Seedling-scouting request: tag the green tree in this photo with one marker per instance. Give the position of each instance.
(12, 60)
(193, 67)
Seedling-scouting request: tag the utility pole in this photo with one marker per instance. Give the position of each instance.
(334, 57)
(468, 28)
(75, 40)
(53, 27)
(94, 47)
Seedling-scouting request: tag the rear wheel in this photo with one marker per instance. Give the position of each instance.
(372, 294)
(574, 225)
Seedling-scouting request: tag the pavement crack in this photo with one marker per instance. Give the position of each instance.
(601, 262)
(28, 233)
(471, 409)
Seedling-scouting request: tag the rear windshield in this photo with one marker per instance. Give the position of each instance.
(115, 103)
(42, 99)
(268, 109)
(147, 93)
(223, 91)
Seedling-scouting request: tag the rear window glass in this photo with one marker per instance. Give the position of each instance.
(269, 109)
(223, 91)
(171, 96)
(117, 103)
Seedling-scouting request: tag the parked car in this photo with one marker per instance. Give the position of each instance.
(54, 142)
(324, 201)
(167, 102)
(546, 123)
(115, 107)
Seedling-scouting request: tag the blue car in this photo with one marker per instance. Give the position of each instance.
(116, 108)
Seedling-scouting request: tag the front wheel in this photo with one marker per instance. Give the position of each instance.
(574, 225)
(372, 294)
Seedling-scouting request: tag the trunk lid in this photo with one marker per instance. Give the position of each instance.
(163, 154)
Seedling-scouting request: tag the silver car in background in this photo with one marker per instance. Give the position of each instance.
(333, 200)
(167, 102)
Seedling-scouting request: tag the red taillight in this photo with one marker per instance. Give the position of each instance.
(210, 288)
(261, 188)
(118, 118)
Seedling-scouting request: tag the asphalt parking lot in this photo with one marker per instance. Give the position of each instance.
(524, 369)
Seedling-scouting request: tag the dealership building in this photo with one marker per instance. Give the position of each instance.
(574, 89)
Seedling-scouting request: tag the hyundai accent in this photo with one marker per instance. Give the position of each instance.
★ ★ ★ ★
§ **Problem statement**: What is needed is an exact copy of the lines from the one holding "Seedling-scouting request: tag the silver" through the final line of the material.

§ **Answer**:
Seedling-scouting request: tag the silver car in background in this photo with one marker per instance. Give the position of each instance.
(333, 200)
(167, 102)
Seedling-scouting request: tag the red taillight in this photo with one marker per instance. Give the position of each instance.
(210, 288)
(261, 188)
(118, 118)
Seedling-scouting request: tag the asphalt parking lot in this photo with one marker per instance. Give the position of each instance.
(524, 369)
Seedling-scouting request: tag the dealership building in this photo with one marker per instance. Give the position of each instance.
(574, 89)
Seedling-scouting request: tag the hyundai accent in this photo with one marker per instance. Give the position of each instance.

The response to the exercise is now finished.